* Saved entries
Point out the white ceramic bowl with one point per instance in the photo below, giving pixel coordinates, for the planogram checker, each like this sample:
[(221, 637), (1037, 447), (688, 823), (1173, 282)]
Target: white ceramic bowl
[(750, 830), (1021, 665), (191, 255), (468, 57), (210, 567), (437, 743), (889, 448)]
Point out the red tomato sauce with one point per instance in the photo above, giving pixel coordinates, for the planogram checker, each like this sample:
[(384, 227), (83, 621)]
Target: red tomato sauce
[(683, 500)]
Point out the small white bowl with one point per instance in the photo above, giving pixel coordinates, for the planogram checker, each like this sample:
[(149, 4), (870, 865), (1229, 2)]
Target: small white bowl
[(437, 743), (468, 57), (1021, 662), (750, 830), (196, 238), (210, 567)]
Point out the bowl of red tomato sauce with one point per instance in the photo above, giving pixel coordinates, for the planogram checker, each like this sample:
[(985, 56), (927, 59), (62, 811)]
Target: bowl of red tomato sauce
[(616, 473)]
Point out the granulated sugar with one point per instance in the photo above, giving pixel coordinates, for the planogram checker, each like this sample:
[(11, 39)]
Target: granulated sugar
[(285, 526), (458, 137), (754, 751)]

* PROMPT
A verbatim output of all the data above is needed.

* EXPECTED ANSWER
Point out the white ceramic bowl with one point per instance in the photo below, giving pixel coordinates, for the planogram checker, each like this sample:
[(221, 637), (1037, 447), (688, 823), (1173, 282)]
Target: white ceramic bowl
[(750, 830), (1021, 665), (191, 255), (468, 57), (210, 567), (437, 743), (889, 448)]
Point out the red tomato sauce with one point per instance in the photo above, giving pixel coordinates, for the planogram checker, each like this sample:
[(384, 227), (83, 621)]
Target: red tomato sauce
[(683, 500)]
Point out the small white bowl with one point per instance in the photo above, giving pixel coordinates, for the planogram checker, each like this sample:
[(149, 4), (870, 865), (1229, 2)]
Target: small white bowl
[(437, 743), (468, 57), (1021, 662), (750, 830), (196, 238), (210, 567)]
Point out the bowl of red tomato sauce with one point per instance in the photo above, giving pixel coordinates, for the planogram checker, each like this sample:
[(985, 56), (927, 59), (62, 811)]
Target: bowl of red tomato sauce
[(616, 473)]
Point out the granulated sugar with one point per instance in the photo above, giving pixel coordinates, for the planogram checker, each like this sample:
[(11, 39)]
Target: granulated sugar
[(285, 526), (458, 137), (754, 751)]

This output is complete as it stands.